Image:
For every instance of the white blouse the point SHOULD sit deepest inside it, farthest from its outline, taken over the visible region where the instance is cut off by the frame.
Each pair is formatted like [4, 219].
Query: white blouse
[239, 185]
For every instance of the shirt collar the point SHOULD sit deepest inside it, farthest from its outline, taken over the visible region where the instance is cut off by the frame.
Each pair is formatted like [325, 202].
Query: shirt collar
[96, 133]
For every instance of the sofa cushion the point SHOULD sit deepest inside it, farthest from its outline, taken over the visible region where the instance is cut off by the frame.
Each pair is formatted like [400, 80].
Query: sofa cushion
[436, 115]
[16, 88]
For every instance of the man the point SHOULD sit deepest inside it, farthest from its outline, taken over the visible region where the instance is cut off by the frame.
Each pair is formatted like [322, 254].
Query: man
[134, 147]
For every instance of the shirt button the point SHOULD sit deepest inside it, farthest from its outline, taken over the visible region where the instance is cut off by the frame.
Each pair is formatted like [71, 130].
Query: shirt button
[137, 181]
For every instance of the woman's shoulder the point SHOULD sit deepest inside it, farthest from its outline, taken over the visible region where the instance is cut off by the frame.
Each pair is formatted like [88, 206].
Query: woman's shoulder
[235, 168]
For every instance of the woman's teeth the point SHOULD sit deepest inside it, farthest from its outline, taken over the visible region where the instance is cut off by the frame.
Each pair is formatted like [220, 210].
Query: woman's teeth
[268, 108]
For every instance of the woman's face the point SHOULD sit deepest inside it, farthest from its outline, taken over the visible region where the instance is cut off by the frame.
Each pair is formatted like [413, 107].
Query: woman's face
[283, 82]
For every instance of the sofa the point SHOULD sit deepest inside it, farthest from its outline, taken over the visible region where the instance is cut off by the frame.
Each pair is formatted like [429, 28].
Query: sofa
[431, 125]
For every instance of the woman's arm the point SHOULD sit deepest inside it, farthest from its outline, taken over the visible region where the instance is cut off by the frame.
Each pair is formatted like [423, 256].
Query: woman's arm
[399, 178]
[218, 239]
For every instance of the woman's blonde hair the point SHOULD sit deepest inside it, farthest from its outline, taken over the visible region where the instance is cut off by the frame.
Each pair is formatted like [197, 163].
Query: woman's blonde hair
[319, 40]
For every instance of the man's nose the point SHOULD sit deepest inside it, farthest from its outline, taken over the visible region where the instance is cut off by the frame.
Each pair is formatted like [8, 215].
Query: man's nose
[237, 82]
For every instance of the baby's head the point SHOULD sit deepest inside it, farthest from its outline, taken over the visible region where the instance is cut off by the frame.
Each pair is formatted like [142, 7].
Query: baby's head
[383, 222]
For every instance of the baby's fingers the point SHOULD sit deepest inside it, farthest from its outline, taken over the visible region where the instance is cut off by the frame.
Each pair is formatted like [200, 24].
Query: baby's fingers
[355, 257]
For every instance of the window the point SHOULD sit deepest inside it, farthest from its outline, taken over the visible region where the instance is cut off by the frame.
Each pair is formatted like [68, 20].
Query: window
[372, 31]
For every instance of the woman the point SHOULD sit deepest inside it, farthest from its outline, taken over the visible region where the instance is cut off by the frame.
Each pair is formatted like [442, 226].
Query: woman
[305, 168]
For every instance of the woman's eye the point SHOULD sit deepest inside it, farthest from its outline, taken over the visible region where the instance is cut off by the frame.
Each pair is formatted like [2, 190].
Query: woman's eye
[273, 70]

* _Work required_
Repeat each record exactly. Omit nothing.

* _Answer for the task_
Image:
For every instance of the white blouse the point SHOULD sit deepest inside it, farthest from its outline, taken over the visible region where the instance is cut off by the frame.
Each pair is formatted like [4, 219].
Query: white blouse
[239, 185]
For every instance of the shirt collar the point SHOULD sit deepest inside it, farthest from its outline, taken over the visible region where the instance is cut off by the frame.
Each pair is formatted like [325, 202].
Query: shirt collar
[96, 133]
For every instance of the sofa cushion the point SHOULD sit deepest inside it, farthest from its outline, taken over the visible region where the instance is cut off by the frame.
Each pair is formatted like [400, 80].
Query: sofa cushion
[436, 115]
[16, 88]
For every instance of the man the point SHOULD sit deepest inside it, farthest from its outline, taken over the visible region where the instance is cut off by the frame.
Each pair is formatted like [322, 254].
Query: man
[134, 147]
For every instance of the shirt button the point SHOULD sit deepest inside it, farthest from its outline, taken over the visible region where the instance is cut off by the frame.
Each pair is formatted like [71, 130].
Query: shirt button
[137, 181]
For every instance of the woman's shoulder the point SHOULD sit deepest inside it, farthest from its outline, taken over the visible region where the instance is cut off by the frame.
Each pair is formatted like [88, 206].
Query: woman's shoulder
[235, 168]
For every instance of the woman's teeth the point SHOULD sit deepest inside it, farthest from its outline, taken over the visible region where the instance is cut off by the frame.
Each pair is formatted like [220, 210].
Query: woman's teeth
[268, 108]
For every instance of the woman's face the point SHOULD sit deepest inside it, farthest from its outline, taken over the visible region where the instance is cut off by the frame.
Each pair is formatted like [413, 107].
Query: woman's face
[283, 82]
For every instance of the sofa the point SHOULD sit deepest inside it, farthest from its outline, taken over the visible region where the instance is cut off by the frame.
Each pair is formatted like [429, 28].
Query: sofa
[431, 125]
For every instance of the woman's arm the point SHOULD sit deepest inside it, farthest from its outline, taken over the visible region where the instance is cut off by the frame.
Each pair is formatted like [423, 256].
Query: woman's arm
[399, 178]
[218, 239]
For every instance of the woman's blonde hair the point SHOULD sit deepest inside it, farthest from its outline, taken over the visible region where the instance is cut off by the frame.
Each pair is formatted like [197, 163].
Query: woman's blonde hair
[319, 40]
For every instance of the man's nose the point SHOULD sit deepest inside it, farthest from its outline, taken over the visible region where the instance is cut off by the frame.
Each pair is formatted like [8, 215].
Query: man's nose
[237, 82]
For every instance of the baby's head the point SHOULD sit deepest inside it, farthest from its outline, taken over the visible region where the instance is cut off by the frame.
Each pair is formatted like [142, 7].
Query: baby's head
[383, 222]
For every instance of the baby's fingers the point SHOULD sit deepest inside it, farthest from its outline, taken over the visible region where the instance is cut off by the frame.
Each pair is formatted like [200, 24].
Query: baby's fingers
[355, 257]
For every instance of the window the point SHOULD sit deepest inside it, farthest from its outline, taken over the visible region where the instance is cut off by the frame.
Each pair is formatted like [68, 20].
Query: window
[372, 31]
For every instance of the woman the point SHOULD sit deepest inside it, farthest from its outline, taken over the visible region where the instance is cut off by the frame.
Each pair is formatted like [442, 226].
Query: woman
[305, 168]
For every instance of the woman's eye the point SHOULD sit deepest inside it, farthest from its outline, taken over the visible region where the instance is cut off by the frame.
Each pair is formatted like [2, 190].
Query: woman's eye
[273, 70]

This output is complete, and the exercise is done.